> RECORDS SUPPLIED:
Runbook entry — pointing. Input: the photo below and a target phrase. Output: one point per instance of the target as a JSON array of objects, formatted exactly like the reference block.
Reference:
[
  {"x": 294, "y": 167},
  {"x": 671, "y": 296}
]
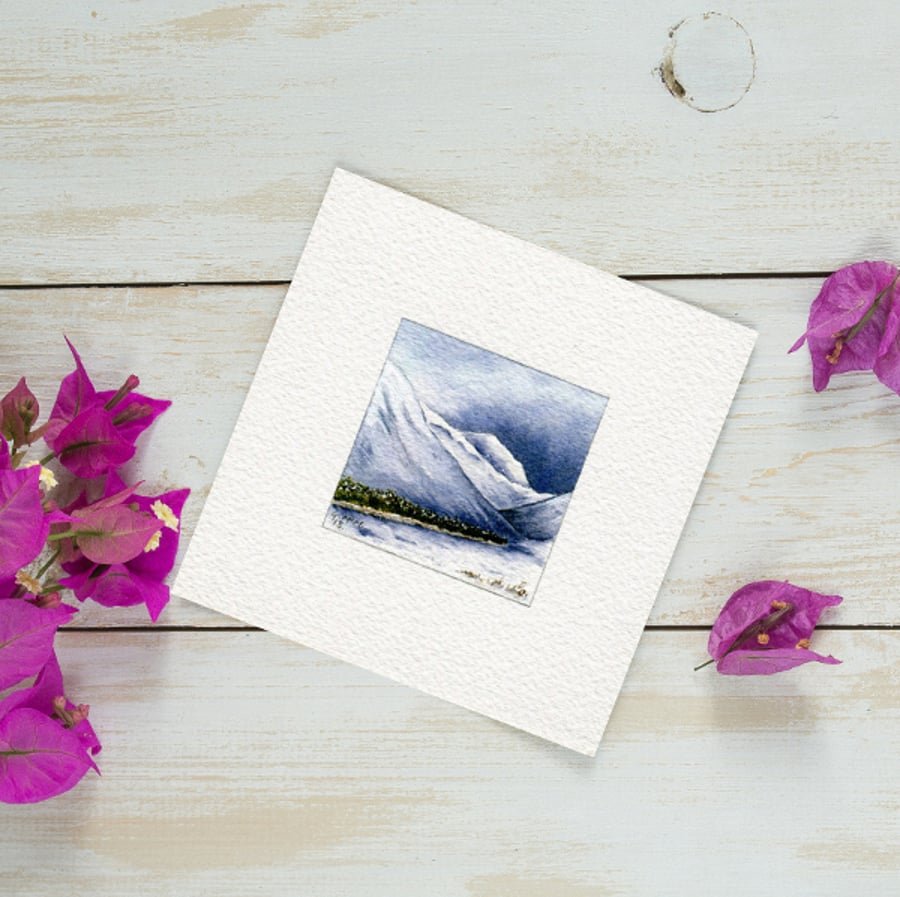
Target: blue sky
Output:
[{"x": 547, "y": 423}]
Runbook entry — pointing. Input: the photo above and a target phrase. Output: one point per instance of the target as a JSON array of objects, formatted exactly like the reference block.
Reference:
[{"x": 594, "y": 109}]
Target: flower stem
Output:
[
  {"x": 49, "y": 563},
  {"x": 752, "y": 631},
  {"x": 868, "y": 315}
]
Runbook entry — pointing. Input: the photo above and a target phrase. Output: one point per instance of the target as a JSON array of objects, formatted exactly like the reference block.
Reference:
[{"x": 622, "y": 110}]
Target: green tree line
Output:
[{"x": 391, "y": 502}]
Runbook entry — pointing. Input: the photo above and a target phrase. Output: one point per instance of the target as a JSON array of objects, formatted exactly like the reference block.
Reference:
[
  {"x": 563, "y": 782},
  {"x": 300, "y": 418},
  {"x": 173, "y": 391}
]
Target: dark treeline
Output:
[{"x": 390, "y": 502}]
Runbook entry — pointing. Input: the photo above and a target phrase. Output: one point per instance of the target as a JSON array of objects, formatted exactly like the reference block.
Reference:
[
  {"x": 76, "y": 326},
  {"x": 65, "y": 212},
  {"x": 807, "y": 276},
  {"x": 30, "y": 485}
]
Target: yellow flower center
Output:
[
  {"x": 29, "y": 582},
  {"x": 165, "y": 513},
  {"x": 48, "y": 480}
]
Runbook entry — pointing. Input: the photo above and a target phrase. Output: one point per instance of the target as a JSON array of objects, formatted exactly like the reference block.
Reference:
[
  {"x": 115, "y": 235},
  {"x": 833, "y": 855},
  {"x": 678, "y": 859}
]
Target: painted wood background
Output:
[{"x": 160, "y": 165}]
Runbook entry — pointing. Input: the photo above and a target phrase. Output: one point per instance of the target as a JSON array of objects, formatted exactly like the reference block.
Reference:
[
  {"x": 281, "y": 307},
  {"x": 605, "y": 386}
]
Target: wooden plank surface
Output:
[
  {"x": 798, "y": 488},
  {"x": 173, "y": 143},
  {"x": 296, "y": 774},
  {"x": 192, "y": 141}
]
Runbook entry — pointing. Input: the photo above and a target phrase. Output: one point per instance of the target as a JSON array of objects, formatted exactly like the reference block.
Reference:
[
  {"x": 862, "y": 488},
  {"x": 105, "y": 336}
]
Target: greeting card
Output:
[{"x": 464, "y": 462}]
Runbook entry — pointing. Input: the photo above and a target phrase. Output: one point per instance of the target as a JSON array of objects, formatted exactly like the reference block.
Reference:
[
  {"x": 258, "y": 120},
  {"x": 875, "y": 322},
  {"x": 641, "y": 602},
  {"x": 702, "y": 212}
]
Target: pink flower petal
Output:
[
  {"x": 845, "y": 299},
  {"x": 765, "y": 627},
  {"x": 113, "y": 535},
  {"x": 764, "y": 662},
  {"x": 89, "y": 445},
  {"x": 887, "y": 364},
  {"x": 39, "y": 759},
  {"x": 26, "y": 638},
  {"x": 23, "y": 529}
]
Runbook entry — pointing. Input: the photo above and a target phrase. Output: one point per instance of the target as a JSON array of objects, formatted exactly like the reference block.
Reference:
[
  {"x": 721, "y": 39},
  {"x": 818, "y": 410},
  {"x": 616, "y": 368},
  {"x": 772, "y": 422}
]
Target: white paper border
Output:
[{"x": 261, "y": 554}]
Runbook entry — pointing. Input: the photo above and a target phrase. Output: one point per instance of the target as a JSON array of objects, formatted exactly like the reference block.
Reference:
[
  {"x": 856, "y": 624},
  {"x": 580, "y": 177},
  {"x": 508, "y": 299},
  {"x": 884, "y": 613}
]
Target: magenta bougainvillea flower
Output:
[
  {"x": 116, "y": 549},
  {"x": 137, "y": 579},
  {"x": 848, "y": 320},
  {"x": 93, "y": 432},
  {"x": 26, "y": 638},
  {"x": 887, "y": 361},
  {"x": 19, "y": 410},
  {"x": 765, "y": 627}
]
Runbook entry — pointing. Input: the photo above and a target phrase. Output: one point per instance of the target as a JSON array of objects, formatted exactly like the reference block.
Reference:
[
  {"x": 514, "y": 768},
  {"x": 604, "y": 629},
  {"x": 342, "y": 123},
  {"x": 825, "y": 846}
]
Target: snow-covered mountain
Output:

> WHAT TO DO: How many lines in the data above contain the string "flower", matching case exactly? Give only the number.

> THE OUTPUT: 4